> [Task to carry out] Copy the records below word for word, starting with their first line and going on through the line that contains "x=92, y=377", with both of those lines included.

> [Recorded data]
*****
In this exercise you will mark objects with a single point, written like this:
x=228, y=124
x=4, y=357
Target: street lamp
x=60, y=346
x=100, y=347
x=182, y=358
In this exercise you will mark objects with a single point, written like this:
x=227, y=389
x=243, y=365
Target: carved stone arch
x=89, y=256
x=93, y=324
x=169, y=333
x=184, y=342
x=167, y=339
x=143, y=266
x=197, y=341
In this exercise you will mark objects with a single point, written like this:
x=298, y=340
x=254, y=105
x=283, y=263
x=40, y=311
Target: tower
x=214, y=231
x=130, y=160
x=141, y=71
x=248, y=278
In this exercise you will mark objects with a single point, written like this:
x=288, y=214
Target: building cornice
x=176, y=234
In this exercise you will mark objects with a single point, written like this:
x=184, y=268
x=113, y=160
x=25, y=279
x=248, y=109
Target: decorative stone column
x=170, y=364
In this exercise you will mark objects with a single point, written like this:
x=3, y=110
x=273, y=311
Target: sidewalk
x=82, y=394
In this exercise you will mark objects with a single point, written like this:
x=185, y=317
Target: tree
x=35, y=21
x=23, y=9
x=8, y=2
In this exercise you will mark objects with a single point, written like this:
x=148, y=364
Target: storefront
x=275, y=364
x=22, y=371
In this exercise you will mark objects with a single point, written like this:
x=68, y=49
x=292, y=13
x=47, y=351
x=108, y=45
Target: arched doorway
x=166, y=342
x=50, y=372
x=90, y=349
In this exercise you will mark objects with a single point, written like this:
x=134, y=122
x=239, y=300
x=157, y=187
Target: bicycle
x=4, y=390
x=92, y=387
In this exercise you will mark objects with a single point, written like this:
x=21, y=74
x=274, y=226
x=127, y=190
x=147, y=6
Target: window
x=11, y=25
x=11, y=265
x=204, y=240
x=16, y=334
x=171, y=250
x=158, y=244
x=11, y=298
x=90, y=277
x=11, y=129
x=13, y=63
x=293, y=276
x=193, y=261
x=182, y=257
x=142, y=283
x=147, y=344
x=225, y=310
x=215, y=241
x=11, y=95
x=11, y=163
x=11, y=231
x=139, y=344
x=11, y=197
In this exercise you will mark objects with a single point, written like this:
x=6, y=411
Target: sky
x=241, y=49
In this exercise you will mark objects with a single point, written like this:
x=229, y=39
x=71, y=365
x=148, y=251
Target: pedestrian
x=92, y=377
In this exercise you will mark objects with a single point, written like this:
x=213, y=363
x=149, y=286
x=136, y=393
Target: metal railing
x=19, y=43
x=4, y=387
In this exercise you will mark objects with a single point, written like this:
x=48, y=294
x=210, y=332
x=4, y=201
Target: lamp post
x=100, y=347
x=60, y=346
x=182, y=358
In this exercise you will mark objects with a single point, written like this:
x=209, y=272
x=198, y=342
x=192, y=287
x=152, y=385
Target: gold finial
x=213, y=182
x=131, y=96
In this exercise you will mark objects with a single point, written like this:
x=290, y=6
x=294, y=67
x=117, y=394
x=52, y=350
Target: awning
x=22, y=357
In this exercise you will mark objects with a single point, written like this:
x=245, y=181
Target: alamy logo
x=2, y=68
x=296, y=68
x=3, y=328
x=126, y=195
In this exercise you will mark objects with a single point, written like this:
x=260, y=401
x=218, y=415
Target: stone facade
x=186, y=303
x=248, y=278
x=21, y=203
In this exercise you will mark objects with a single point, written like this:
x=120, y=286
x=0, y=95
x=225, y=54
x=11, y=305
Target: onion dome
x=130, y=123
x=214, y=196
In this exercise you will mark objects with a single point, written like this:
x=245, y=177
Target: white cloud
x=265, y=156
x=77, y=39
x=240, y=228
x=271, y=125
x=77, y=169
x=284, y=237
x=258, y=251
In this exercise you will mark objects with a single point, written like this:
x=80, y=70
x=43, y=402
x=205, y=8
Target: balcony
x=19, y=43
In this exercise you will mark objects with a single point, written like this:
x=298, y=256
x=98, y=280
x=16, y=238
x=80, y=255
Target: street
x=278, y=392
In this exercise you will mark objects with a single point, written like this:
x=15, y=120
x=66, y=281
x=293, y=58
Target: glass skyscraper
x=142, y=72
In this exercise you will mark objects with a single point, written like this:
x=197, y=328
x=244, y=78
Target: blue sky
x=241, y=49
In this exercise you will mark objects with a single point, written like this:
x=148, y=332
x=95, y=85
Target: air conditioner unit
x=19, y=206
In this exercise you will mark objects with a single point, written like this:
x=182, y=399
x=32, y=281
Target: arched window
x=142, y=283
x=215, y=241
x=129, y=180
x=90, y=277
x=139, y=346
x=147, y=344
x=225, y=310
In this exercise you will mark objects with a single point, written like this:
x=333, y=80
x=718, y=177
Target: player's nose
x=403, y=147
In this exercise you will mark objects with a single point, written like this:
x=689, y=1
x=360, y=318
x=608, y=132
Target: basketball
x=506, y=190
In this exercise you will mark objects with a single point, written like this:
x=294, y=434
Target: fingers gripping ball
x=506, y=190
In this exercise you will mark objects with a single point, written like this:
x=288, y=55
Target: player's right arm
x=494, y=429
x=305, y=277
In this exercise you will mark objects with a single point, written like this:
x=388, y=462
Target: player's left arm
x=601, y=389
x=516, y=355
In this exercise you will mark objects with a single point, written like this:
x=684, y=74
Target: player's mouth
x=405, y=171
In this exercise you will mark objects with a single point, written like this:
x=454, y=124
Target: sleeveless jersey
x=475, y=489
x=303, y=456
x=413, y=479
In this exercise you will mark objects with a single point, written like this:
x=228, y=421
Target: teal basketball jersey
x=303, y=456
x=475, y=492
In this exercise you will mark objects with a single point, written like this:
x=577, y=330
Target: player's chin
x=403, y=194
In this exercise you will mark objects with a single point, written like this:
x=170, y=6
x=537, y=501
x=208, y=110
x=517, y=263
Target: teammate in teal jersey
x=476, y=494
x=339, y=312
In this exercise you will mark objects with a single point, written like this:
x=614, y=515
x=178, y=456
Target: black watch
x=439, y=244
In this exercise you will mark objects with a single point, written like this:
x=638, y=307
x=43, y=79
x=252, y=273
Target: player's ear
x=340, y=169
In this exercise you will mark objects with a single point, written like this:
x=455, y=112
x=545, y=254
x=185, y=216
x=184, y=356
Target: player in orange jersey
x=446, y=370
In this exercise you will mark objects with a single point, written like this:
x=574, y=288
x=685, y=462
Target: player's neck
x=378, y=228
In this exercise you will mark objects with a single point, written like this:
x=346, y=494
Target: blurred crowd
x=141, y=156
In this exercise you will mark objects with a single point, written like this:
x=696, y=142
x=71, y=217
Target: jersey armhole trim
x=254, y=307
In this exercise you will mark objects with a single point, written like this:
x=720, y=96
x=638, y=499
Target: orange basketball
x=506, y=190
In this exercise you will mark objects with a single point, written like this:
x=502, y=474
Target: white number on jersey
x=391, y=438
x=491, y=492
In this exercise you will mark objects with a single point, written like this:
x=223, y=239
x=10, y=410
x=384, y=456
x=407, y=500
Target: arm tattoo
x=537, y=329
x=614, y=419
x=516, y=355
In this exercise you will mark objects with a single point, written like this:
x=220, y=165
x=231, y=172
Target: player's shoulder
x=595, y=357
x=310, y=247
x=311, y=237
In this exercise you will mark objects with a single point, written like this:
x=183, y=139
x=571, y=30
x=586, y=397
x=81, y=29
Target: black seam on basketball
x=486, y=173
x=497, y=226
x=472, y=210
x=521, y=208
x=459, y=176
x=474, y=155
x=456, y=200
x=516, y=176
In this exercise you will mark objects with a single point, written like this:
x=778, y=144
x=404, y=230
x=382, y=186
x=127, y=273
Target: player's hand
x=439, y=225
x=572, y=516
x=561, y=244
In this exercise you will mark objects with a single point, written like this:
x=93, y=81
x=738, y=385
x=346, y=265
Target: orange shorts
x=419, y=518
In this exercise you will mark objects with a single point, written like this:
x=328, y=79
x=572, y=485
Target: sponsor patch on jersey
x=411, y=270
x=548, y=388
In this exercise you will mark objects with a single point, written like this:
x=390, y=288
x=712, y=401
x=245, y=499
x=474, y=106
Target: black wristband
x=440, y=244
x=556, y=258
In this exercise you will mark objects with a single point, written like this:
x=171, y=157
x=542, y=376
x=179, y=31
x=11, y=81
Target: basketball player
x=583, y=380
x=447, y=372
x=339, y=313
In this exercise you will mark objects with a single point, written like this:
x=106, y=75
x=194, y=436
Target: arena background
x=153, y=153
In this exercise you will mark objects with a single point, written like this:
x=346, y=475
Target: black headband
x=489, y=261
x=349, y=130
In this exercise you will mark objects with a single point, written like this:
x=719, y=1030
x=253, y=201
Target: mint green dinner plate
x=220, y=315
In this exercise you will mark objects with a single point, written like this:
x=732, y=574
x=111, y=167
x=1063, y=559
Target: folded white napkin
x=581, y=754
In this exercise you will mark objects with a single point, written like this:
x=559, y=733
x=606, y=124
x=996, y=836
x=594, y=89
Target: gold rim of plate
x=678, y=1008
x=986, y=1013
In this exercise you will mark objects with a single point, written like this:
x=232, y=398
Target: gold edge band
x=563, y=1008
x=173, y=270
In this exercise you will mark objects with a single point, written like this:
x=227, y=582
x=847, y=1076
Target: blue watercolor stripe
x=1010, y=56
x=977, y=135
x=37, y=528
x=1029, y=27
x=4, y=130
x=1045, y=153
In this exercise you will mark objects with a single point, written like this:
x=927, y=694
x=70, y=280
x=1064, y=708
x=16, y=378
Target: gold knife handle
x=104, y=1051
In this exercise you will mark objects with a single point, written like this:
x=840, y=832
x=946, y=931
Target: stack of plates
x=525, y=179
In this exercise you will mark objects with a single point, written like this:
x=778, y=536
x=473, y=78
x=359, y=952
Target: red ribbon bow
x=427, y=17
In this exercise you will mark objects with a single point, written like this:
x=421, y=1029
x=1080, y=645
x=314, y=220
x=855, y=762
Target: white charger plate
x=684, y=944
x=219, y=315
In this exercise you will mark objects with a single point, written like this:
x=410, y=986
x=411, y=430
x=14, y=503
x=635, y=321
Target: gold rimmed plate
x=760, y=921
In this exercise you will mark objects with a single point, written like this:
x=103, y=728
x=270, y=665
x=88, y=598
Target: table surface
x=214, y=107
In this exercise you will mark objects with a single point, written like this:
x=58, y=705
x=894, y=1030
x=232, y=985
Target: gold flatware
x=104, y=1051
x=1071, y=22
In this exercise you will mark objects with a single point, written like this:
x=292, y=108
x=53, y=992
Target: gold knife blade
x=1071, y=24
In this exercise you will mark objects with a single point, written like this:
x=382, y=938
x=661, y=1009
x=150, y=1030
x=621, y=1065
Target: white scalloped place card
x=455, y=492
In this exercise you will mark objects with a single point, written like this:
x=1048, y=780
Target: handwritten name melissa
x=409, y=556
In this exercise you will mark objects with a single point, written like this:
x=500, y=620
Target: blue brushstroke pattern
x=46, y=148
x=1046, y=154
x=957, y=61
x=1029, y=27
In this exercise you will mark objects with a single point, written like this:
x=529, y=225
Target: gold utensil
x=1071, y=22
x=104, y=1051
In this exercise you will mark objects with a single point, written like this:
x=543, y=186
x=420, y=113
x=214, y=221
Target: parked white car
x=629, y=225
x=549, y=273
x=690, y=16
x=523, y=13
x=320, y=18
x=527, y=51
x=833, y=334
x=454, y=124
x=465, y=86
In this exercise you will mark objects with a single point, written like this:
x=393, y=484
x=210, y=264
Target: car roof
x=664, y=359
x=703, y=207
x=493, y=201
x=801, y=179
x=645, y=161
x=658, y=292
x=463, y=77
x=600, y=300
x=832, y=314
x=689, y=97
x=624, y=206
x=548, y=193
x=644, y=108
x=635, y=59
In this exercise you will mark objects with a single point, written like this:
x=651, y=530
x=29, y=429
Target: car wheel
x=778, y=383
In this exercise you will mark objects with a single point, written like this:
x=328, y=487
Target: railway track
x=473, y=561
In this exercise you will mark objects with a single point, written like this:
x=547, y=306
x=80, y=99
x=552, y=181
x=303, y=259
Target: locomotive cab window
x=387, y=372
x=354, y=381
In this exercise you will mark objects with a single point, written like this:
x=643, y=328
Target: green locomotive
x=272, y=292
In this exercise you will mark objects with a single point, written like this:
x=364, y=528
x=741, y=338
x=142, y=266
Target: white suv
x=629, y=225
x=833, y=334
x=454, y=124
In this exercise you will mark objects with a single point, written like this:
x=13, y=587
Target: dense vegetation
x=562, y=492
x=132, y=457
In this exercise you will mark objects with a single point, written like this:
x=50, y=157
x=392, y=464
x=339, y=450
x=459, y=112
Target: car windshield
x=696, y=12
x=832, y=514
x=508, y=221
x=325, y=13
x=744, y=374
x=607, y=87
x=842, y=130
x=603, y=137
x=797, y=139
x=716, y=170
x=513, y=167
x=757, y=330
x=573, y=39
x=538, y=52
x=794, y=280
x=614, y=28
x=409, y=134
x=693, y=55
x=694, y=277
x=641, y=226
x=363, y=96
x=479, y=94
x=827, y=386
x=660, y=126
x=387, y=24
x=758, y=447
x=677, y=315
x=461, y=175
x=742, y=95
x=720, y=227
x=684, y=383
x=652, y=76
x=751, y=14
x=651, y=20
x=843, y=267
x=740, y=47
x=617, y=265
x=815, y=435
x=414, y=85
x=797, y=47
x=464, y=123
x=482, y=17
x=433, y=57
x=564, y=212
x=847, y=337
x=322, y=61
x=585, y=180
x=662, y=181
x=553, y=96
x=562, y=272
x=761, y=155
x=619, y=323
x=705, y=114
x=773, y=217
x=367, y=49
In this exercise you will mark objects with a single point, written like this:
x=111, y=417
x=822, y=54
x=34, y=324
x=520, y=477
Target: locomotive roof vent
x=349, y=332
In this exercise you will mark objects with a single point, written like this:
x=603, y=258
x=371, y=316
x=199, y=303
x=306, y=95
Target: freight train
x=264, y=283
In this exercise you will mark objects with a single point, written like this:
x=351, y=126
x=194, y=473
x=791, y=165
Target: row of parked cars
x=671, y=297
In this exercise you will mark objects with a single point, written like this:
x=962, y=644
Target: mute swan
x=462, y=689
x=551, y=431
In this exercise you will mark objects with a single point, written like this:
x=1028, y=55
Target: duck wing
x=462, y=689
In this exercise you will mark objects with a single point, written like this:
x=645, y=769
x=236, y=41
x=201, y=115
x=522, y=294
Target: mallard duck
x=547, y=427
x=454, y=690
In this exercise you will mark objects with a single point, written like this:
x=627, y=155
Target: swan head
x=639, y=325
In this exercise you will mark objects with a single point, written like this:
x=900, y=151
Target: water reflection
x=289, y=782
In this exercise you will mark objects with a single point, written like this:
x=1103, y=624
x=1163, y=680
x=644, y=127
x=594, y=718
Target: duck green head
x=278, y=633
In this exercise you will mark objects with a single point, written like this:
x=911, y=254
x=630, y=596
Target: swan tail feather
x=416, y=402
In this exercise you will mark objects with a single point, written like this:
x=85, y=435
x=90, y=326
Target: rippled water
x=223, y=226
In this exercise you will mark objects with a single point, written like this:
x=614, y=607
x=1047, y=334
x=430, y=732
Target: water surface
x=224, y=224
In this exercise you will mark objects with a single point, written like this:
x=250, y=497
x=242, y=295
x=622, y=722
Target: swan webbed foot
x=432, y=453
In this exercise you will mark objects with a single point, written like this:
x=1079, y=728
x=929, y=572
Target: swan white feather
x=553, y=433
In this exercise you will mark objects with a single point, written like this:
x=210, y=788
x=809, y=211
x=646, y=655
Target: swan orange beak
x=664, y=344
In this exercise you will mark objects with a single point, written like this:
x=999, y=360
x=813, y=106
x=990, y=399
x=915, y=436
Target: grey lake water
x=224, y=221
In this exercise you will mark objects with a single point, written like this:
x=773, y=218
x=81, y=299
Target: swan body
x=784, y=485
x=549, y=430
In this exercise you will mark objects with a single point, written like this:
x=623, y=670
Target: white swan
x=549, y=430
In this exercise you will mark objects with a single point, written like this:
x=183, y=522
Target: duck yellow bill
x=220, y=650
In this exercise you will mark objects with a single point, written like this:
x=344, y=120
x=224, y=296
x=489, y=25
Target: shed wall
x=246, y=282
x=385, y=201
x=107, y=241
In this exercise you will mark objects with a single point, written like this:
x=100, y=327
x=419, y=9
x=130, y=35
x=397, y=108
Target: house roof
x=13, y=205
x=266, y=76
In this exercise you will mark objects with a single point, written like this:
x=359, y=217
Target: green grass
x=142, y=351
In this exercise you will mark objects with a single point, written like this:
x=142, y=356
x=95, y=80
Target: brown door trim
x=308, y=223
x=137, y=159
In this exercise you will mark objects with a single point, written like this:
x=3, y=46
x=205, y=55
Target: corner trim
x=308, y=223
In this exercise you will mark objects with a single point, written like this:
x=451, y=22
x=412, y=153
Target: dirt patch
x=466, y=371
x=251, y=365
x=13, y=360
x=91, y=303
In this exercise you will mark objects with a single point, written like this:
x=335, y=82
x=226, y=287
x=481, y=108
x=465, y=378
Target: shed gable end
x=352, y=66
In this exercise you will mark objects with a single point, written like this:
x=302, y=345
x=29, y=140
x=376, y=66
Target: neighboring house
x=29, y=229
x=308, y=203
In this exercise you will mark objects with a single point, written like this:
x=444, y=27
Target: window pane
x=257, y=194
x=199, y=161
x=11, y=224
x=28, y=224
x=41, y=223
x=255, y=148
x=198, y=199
*****
> [Written response]
In this exercise you will mark objects with a single point, written like this:
x=228, y=124
x=4, y=357
Target: street lamp
x=60, y=346
x=100, y=347
x=182, y=358
In this exercise you will mark objects with a single point, written like this:
x=227, y=389
x=243, y=365
Target: carved stone arch
x=89, y=256
x=93, y=324
x=169, y=333
x=184, y=342
x=167, y=339
x=143, y=266
x=197, y=341
In this exercise you will mark objects with a single point, written like this:
x=298, y=340
x=254, y=105
x=283, y=263
x=40, y=311
Target: tower
x=214, y=231
x=130, y=160
x=141, y=71
x=248, y=278
In this exercise you will mark objects with a single point, written like this:
x=288, y=214
Target: building cornice
x=176, y=234
In this exercise you will mark objects with a single point, written like this:
x=184, y=268
x=113, y=160
x=25, y=279
x=248, y=109
Target: decorative stone column
x=170, y=364
In this exercise you will mark objects with a single point, written like this:
x=3, y=110
x=273, y=311
Target: sidewalk
x=82, y=394
In this exercise you will mark objects with a single point, written like this:
x=185, y=317
Target: tree
x=35, y=21
x=23, y=9
x=8, y=2
In this exercise you will mark objects with a single point, written like this:
x=148, y=364
Target: storefront
x=275, y=364
x=22, y=371
In this exercise you will mark objects with a single point, written like this:
x=68, y=49
x=292, y=13
x=47, y=351
x=108, y=45
Target: arched doorway
x=166, y=342
x=50, y=372
x=90, y=349
In this exercise you will mark objects with a single point, written like this:
x=134, y=122
x=239, y=300
x=157, y=187
Target: bicycle
x=4, y=390
x=92, y=387
In this exercise you will mark objects with a single point, written like this:
x=21, y=74
x=274, y=226
x=127, y=190
x=147, y=6
Target: window
x=11, y=25
x=11, y=265
x=204, y=240
x=16, y=334
x=171, y=250
x=158, y=244
x=11, y=298
x=90, y=277
x=11, y=129
x=13, y=63
x=293, y=276
x=193, y=261
x=182, y=257
x=142, y=283
x=147, y=344
x=225, y=310
x=215, y=241
x=11, y=95
x=11, y=163
x=11, y=231
x=139, y=344
x=11, y=197
In this exercise you will mark objects with a single point, written like this:
x=6, y=411
Target: sky
x=241, y=49
In this exercise you will mark objects with a single point, written like this:
x=229, y=39
x=71, y=365
x=148, y=251
Target: pedestrian
x=92, y=377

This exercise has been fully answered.